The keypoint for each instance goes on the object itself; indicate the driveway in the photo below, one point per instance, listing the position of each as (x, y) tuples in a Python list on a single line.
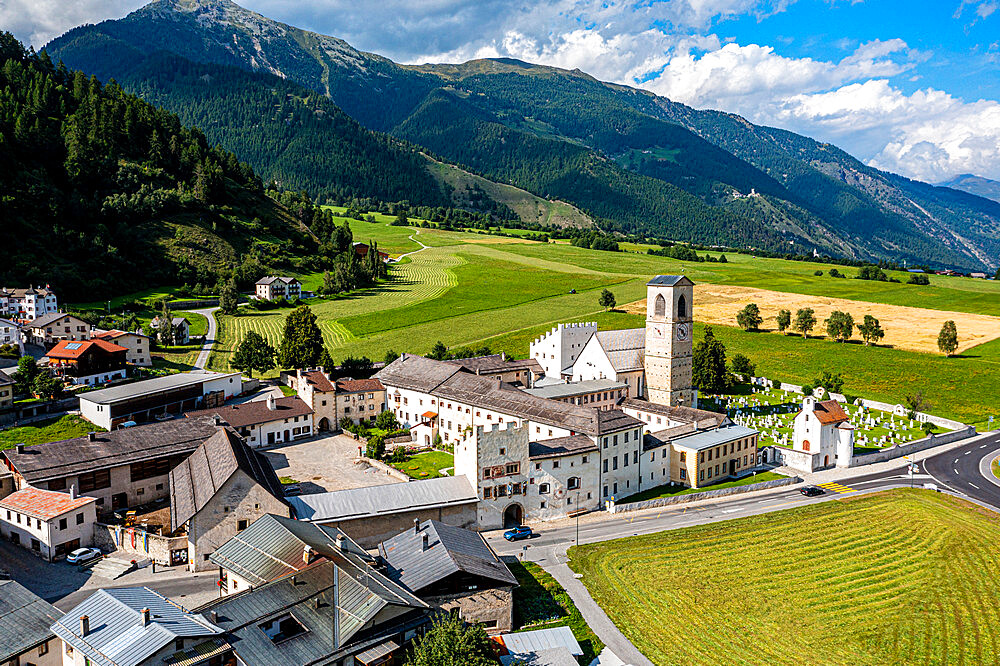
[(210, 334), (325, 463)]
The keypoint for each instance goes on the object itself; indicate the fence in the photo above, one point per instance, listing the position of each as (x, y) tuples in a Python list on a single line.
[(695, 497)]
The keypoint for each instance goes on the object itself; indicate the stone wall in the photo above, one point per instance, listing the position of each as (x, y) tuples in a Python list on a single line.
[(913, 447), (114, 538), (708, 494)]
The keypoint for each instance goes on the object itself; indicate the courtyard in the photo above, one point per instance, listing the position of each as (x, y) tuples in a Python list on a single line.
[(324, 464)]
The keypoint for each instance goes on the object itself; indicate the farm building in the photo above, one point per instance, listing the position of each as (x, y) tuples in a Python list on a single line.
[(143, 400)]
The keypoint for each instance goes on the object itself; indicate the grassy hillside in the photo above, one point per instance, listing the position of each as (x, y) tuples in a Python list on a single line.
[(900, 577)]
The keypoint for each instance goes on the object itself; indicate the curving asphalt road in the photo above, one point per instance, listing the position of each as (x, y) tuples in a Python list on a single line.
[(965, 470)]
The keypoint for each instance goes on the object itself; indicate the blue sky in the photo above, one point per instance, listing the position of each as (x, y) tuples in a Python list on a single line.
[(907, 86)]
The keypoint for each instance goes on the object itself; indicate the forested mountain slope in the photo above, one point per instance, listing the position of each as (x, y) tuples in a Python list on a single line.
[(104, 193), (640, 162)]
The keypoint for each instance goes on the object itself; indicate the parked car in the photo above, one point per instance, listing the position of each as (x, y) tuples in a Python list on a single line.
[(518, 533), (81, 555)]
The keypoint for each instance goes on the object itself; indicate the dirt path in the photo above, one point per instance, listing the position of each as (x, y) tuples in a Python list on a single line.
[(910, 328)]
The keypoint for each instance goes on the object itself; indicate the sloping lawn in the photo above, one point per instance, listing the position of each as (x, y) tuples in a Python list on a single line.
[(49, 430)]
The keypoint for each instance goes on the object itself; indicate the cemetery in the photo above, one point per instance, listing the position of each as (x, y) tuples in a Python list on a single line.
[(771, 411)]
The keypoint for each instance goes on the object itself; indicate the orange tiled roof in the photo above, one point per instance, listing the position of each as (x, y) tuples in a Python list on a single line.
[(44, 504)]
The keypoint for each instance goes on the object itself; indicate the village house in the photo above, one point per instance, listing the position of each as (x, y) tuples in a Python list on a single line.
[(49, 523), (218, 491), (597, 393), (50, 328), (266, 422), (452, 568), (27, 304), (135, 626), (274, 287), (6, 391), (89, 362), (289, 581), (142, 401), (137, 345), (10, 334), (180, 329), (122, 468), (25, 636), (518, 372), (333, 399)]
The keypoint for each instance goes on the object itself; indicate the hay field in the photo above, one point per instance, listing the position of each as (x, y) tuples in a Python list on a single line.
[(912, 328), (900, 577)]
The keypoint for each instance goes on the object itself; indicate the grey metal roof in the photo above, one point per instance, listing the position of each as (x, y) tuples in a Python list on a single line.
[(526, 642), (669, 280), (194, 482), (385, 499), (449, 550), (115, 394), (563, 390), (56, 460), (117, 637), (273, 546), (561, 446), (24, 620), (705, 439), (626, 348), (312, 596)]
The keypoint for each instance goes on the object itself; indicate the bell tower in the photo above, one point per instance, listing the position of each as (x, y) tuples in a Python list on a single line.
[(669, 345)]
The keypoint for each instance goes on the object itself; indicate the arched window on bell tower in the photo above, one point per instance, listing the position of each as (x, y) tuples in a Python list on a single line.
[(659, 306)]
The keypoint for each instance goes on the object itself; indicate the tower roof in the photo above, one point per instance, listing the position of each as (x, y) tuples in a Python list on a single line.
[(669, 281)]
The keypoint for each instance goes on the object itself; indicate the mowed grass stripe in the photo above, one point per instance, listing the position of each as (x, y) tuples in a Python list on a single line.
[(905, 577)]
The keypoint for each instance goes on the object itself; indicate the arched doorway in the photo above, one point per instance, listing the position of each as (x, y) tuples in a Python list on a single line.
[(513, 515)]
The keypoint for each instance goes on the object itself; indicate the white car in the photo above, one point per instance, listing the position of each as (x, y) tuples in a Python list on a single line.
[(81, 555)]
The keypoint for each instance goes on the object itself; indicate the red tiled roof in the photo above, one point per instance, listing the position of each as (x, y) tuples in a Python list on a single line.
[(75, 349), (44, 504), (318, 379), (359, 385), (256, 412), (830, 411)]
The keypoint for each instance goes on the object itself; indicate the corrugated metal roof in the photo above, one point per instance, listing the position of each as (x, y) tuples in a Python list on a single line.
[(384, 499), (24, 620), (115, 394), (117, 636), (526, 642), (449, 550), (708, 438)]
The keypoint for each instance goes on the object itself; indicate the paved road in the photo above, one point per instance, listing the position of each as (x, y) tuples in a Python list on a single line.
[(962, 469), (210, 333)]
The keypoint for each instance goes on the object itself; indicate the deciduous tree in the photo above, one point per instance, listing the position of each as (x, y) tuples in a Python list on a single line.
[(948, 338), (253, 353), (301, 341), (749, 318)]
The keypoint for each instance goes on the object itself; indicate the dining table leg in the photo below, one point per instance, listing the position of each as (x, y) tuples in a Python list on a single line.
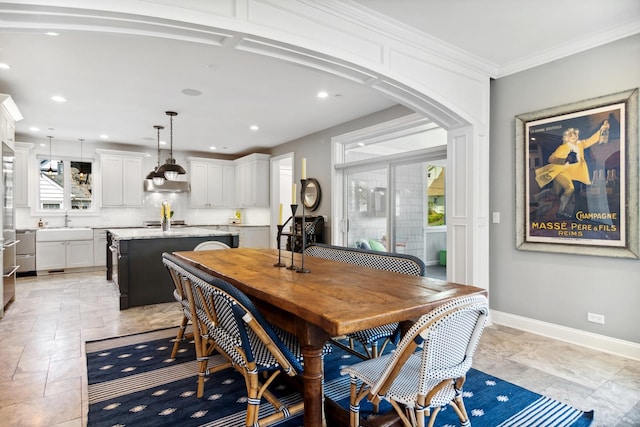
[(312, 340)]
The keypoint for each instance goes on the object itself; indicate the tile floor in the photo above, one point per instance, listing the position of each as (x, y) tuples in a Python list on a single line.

__Short problem__: Can you replace "Python list" with "JSON array" everywhere in the lines above, leaving every other word as it is, and write the lines out again without the pictures?

__Result__:
The keypoint for each instance goes on the object itself; indicate the driveway in the photo below, one point per instance, listing the position of each as (x, y) tuples in a JSON array on a single line.
[(210, 334), (325, 463)]
The keypoint for each instance goes on the object itself; indicate the fence in the photo above, one point per instance, listing the position of each as (x, y) tuples in a JSON array on a single line.
[(695, 497)]
The keypoint for each instance goes on the object itself; indicate the stone wall in the photo above, one point per instance, listing the position of each as (x, y) tuples in a JSON array on a single line.
[(913, 447), (114, 538), (708, 494)]
The keypoint for each instance goes on the object itself; indicate the courtyard in the photo above, one point per instance, listing the position of each as (x, y) tuples in a JSON array on a single line.
[(324, 464)]
The keypoint for each instance goes on the object itself; indicate the farm building in the photo above, one point per instance, listing the position of each as (x, y) tuples in a JSON array on a single line.
[(143, 400)]
The keypoint for each instance goes on the object itself; indicate the grassy hillside in the photo above, one point per instance, listing the position of each as (x, y) tuples in a JSON array on a single line.
[(900, 577)]
The keypoint for each instance goes on the object itself; indicate the curving asphalt road in the photo above, one point per instance, listing the position of each as (x, y) tuples in a JSON array on a single line.
[(965, 470)]
The keypoint for each instance goes on the object itself; indicate the blue sky in the photo above, one point per instance, listing the position of each as (x, y) tuples in a JSON array on a single line.
[(907, 86)]
The keypoint for each instance goes on the object itself; indicate the forested mountain slope in the photo above, one point per instance, listing the position of each as (x, y) tuples in a JSON array on a single line.
[(104, 193), (640, 162)]
The keypoint for each instance goes on the object itself; indicate the parked car in the photo above, one point per instance, listing the position of each as (x, y) tuples in a JSON array on a single line.
[(518, 533), (81, 555)]
The keypoint for each instance goes on the object itself; indicate the dirt path in the photo above, one point per instance, listing the position of each as (x, y) tuples in a JSON array on a single line.
[(910, 328)]
The keypoint for each instance goes on the object itself; indicate the sloping lawn in the photo above, one point per instance, listing the position of each as (x, y) tuples in a JSON array on a single line.
[(49, 430)]
The keypoint for each instance goes on the object itself; indicate the cemetery in the photo above, one point per instance, listing the position of each as (x, y) tuples in a JSON array on a single line.
[(771, 411)]
The keypoint for each instance goes on the object itself; indicate the orange tiled roof in the photo above, one point per instance, listing the position of each as (x, y) tuples in a JSON array on a single line.
[(44, 504)]
The keypoint for each instance goes on the object itself; indicate the village house in the photo above, one point per instance, listing the position of each as (x, y) tuples in a JSON array on a single line.
[(49, 523), (218, 491), (597, 393), (50, 328), (266, 422), (452, 568), (27, 304), (135, 626), (274, 287), (6, 391), (89, 362), (289, 581), (142, 401), (137, 345), (10, 334), (180, 329), (122, 468), (25, 636), (518, 372), (333, 399)]
The keypoint for each instance goes on the object itself; indicate the hay field in the photo above, one point per instance, listing the position of each as (x, y) tuples in a JSON array on a single line.
[(912, 328), (900, 577)]
The keypoint for each instance goes on the object itself; indicate the grey metal roof in the photo above, one point per instance, listing the position of each as (x, y) tuples in a JSON array on a single line.
[(526, 642), (669, 280), (194, 482), (385, 499), (449, 550), (115, 394), (563, 390), (56, 460), (117, 637), (273, 546), (561, 446), (24, 620), (705, 439), (626, 348), (312, 596)]
The keypoint for each instance goes on the object itself; indicate the bell tower in the photo above, one point per instance, listing the position of each as (x, y) tuples in a JSON array on a single line.
[(669, 345)]
The keypoint for each instance goes on the object itself; indicate the arched window on bell tower in the photo above, one point per instance, listing the position of each as (x, y) tuples in a JSON array on a single line.
[(659, 306)]
The keypoint for each instance goes on the object itself; indicate the tower roof in the photo above, one point per instance, listing the position of each as (x, y) tuples in a JSON array on a single line.
[(669, 281)]
The keypoint for each instance goes on the object itself; indicate the mowed grass stripe in the photo above, one point per instance, listing the position of each as (x, y) tuples in a JSON array on a single line.
[(905, 577)]
The keypoint for each instance goes on the object itself; indicate the arched doorway in the photo above, one point per instance, listing the position of each as (x, y) tuples in a JSON array on a single line.
[(513, 515)]
The keypoint for each instance goes on the object itself; indicate the white car in the photo above, one point per instance, listing the position of each as (x, y) tuples in a JSON array on a single line.
[(81, 555)]
The keypoint for each instance goes on the object itself; indicate the red tiled roof in the photo above, one point per instance, listing the position of each as (x, y) tuples in a JSON array on a single line.
[(75, 349), (44, 504), (318, 379), (359, 385), (256, 412), (830, 411)]
The keypoint for each instance goes on the object itself; indicate the corrugated metal roof in the photo above, one point per instance, listing the position of each as (x, y) tuples in a JSON array on a single line.
[(384, 499), (24, 620), (115, 394), (117, 636), (526, 642), (449, 550), (708, 438)]
The keypoint for each instance goes on the object itself; indicate the paved road in the photo above, one point per instance, listing the position of each as (x, y) tuples in a JSON array on a single line.
[(962, 469), (210, 333)]
The keypoint for each instance goes on the object itself; indicate the deciduous tree in the photo above, one point per instance, listing the position of each as (x, y) tuples in a JSON array on a single line.
[(948, 338), (253, 353), (301, 341), (749, 318)]
The keypoint for each instance goes on the object itself; indicate the dining table leg in the photo below, one point per instance, listing the position of each as (x, y) tuples in a JSON array on a single line.
[(312, 340)]
The keypoint for each instance goes on the object itself; indicate the tile floor in the photo above, one point per instance, listing the position of each as (x, y) tuples in a JSON array on a single line.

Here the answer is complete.